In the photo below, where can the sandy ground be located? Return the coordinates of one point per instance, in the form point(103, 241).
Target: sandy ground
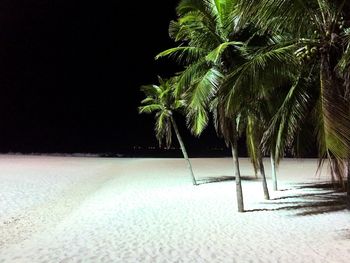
point(60, 209)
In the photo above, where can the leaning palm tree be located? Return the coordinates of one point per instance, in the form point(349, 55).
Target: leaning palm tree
point(203, 30)
point(318, 31)
point(161, 100)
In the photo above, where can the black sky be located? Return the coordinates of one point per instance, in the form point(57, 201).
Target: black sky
point(70, 72)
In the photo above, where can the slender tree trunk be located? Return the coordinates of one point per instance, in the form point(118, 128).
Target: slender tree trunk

• To do
Rewrite all of the rows above, requests included. In every answer, multiply each point coordinate by 0.45 and round it to a whole number, with halves rounded up. Leave the coordinates in the requests and their format samples unchanged, and omit the pictures from your answer.

• Solution to this exercise
In the photo below, where can the sandy ground be located? Return the coordinates of one point per instance, in the form point(103, 241).
Target: sandy ground
point(27, 94)
In the photo above, where can the leaning palm tree be located? Return the coordinates of one point per instance, in the form point(349, 55).
Target: leaning palm tree
point(91, 14)
point(143, 14)
point(72, 45)
In the photo above, where can the black sky be located? Return the coordinates of one point per instance, in the form point(57, 201).
Target: black sky
point(32, 32)
In the photo above, where can the slender tree trunk be located? Return the coordinates of one point per instance, in the form point(118, 128).
Target: slender tree trunk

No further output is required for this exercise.